READING TEXT
****************
A DUBLINER is heading up a vital life-saving relief mission as new violence rips through Southern Sudan.
Stepped-up shooting has killed hundreds and created 250,000 refugees with people living in constant fear of attack.
International humanitarian group MSF (Medicin sans Frontieres) say the recent attacks have seen three times more people killed than wounded.
"The situation here in Southern Sudan has severely deteriorated this year, which was the most violent since the 2005 peace agreement that ended more than two decades of civil war with the north," Dubliner Ross Duffy of MSF told the Herald.
"In the attacks our teams were responding to more than three times the number of people killed than wounded.
"We went to villages where 400 people were slaughtered at night, the majority of them women and children, where everyone fled before they were able to bury their loved ones.
"This violence is in a region that has every disease in the medical book, where three out of four people don't have access to really basic healthcare.
"To put it into perspective, there are only 10 certified midwives in all of Southern Sudan, which is over six times the size of Ireland," Ross added.
****************
RECORDS PROVIDED
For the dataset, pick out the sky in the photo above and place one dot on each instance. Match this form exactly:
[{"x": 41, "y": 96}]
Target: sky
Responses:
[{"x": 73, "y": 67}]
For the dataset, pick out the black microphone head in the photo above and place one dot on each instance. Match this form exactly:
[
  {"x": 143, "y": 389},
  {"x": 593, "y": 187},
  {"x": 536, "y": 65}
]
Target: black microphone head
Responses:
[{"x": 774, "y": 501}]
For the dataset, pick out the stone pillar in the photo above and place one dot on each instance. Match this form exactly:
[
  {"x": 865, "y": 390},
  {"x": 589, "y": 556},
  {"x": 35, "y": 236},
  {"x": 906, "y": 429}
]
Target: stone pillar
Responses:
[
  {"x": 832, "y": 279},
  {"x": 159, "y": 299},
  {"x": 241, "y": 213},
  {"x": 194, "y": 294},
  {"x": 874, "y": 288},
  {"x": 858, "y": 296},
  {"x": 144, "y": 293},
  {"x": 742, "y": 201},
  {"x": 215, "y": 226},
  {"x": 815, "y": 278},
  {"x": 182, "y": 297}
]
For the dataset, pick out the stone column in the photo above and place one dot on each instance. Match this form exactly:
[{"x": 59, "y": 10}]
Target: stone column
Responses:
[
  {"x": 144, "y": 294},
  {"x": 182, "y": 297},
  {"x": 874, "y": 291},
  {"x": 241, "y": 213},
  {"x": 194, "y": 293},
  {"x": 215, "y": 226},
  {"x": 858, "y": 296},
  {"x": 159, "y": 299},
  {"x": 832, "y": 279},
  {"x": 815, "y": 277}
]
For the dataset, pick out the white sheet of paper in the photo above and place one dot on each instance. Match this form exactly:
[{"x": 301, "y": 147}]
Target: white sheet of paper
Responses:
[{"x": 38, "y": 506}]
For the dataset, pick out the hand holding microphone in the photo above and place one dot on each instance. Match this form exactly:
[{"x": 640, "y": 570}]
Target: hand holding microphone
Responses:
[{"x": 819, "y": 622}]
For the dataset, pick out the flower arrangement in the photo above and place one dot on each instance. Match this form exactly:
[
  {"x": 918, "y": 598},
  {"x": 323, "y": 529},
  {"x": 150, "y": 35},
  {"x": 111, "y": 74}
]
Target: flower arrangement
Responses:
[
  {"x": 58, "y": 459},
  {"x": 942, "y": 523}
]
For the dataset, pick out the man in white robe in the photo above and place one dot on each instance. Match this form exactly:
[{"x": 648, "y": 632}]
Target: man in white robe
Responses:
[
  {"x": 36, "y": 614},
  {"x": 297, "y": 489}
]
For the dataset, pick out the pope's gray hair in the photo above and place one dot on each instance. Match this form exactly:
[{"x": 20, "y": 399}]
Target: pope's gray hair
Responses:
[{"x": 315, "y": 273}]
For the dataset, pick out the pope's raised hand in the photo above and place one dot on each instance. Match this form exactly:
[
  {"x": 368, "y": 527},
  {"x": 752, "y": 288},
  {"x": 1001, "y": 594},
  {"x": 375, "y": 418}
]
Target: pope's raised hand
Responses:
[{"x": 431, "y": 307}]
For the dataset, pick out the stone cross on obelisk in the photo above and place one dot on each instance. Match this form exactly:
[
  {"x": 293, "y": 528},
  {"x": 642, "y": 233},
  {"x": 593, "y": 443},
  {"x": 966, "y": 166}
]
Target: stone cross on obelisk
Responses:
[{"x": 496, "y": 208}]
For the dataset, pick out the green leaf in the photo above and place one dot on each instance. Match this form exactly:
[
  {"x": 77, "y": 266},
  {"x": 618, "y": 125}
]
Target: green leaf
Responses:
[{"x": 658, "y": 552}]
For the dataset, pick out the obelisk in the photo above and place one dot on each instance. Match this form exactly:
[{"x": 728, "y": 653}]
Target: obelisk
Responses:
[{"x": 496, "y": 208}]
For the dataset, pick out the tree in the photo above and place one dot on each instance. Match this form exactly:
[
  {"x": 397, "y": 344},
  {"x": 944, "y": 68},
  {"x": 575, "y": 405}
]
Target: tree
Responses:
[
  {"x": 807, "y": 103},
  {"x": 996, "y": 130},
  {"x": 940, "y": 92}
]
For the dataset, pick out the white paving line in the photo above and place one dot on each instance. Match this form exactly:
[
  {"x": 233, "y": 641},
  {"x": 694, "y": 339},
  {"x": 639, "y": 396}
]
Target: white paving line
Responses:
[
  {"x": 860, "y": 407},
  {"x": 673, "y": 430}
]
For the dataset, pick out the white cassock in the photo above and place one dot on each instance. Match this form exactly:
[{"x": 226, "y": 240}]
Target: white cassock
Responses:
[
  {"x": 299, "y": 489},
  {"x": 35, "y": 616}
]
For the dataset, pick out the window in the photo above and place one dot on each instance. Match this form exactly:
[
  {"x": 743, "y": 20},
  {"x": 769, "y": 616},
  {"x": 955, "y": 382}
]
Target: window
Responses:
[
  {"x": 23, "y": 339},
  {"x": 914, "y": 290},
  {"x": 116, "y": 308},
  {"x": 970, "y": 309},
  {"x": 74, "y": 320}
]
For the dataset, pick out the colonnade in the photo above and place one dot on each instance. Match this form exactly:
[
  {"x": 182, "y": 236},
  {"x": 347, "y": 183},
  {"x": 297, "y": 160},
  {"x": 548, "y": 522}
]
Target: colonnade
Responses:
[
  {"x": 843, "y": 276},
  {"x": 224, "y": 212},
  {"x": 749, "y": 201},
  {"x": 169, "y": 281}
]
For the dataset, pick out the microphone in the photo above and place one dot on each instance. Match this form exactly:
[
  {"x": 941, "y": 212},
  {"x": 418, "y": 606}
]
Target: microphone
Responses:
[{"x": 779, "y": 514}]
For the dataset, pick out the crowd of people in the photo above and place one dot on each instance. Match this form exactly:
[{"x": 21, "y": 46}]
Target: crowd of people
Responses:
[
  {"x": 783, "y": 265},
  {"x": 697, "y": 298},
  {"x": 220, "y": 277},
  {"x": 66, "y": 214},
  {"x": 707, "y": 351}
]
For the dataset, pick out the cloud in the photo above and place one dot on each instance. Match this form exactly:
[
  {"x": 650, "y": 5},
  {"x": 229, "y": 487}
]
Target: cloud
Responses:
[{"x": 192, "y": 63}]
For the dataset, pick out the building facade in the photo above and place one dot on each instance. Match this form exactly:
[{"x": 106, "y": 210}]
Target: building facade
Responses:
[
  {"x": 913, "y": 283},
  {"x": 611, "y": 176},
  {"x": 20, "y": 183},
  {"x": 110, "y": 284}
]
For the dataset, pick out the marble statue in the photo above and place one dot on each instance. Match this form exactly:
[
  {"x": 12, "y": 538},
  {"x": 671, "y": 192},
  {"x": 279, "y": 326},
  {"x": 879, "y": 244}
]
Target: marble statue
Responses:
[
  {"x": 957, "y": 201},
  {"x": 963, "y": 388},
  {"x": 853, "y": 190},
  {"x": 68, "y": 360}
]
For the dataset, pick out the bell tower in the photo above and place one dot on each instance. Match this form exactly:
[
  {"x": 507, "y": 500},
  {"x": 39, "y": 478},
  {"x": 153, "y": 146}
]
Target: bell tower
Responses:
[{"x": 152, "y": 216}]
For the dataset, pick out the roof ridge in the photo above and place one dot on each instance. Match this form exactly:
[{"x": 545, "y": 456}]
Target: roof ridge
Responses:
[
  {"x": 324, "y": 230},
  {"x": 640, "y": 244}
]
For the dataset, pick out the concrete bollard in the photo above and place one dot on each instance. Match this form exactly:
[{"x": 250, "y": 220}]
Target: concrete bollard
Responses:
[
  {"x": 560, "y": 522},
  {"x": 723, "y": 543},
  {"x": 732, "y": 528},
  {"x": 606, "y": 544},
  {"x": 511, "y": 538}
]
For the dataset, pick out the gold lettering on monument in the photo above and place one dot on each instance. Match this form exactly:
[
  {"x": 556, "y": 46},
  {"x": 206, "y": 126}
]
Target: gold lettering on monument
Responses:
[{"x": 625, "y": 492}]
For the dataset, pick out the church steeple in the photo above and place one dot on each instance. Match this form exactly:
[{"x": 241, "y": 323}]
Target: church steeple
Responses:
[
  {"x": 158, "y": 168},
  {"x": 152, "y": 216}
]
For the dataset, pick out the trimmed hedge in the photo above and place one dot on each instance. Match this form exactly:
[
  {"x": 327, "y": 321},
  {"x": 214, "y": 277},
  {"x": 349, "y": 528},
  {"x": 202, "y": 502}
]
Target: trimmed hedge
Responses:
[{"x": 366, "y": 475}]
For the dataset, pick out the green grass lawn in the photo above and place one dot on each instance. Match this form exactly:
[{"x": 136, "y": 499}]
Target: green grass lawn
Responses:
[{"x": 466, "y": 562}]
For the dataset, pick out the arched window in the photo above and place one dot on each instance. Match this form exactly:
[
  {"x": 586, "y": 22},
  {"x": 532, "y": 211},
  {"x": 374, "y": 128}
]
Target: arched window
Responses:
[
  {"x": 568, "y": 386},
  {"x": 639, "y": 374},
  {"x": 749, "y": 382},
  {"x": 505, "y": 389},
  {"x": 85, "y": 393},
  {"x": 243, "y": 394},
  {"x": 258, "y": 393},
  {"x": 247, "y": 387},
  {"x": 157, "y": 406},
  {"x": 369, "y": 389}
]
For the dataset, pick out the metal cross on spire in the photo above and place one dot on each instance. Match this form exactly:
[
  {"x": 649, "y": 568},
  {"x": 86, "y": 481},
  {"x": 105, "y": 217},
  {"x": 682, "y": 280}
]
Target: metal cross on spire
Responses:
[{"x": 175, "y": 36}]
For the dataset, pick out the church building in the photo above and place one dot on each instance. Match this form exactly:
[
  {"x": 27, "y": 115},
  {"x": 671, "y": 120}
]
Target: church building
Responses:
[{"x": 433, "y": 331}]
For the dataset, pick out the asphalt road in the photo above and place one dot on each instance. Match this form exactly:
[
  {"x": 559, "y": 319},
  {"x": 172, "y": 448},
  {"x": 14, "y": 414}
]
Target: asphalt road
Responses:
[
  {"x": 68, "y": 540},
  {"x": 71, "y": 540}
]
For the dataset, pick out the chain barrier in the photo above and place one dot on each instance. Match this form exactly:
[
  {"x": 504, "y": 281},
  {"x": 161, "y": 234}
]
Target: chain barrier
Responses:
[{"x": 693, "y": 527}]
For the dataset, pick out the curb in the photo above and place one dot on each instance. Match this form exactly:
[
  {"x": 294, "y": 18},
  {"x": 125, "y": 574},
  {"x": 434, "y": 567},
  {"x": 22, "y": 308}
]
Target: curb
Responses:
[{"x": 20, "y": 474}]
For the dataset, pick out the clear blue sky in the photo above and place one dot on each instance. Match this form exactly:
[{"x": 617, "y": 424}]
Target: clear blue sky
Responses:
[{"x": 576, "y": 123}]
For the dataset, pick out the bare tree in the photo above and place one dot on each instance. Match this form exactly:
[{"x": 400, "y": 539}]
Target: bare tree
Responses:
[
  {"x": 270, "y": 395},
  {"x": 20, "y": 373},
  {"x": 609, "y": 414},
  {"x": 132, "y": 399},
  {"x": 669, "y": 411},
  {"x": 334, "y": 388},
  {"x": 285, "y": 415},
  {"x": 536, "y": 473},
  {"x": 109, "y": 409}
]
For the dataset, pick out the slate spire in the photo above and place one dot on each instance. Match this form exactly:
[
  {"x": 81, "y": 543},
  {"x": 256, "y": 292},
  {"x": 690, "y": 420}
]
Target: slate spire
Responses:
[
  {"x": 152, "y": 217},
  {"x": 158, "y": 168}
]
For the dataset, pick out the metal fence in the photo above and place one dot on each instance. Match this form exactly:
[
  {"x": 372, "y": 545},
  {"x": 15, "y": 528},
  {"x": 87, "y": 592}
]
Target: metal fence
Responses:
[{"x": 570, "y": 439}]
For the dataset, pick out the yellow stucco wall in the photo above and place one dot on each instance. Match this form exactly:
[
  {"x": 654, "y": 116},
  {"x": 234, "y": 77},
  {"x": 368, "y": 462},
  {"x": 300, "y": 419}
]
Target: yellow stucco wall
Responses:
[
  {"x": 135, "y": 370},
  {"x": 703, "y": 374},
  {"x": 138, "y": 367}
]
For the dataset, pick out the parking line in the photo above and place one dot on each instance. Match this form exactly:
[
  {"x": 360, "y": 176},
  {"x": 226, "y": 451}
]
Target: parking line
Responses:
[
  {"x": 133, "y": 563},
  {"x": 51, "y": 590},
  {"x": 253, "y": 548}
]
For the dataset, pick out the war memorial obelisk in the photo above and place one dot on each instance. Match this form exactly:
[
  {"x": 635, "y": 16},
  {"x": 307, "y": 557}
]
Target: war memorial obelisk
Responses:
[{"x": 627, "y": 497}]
****************
TASK GOAL
Continue the news article about the MSF relief mission in Southern Sudan, starting after its final sentence.

RESULT FOR THIS TASK
MSF is running a massive relief operation with more than 1,200 field staff [both international and national staff] in Southern Sudan.
"It's a a very tough job but the impact of our medical work is for everyone to see," Ross said.
"In just one of our clinics, we dealt with over 50 gunshot wounds in one week. As a result of the increased violence, in two of the 10 states alone, we performed 1,426 surgeries in the first 10 months of the year, more than the total 1,271 surgeries in all of Southern Sudan the year before.
"All the signs are there that this is a growing emergency," he said.
"One of our biggest frustrations is the international focus on long-term development at the expense of an emergency response. MSF is providing free medical care where we can but we can't shoulder the burden alone. The basics that people need -- food, shelter, medicine, safety -- are simply not being met on time. This needs to change," Ross added.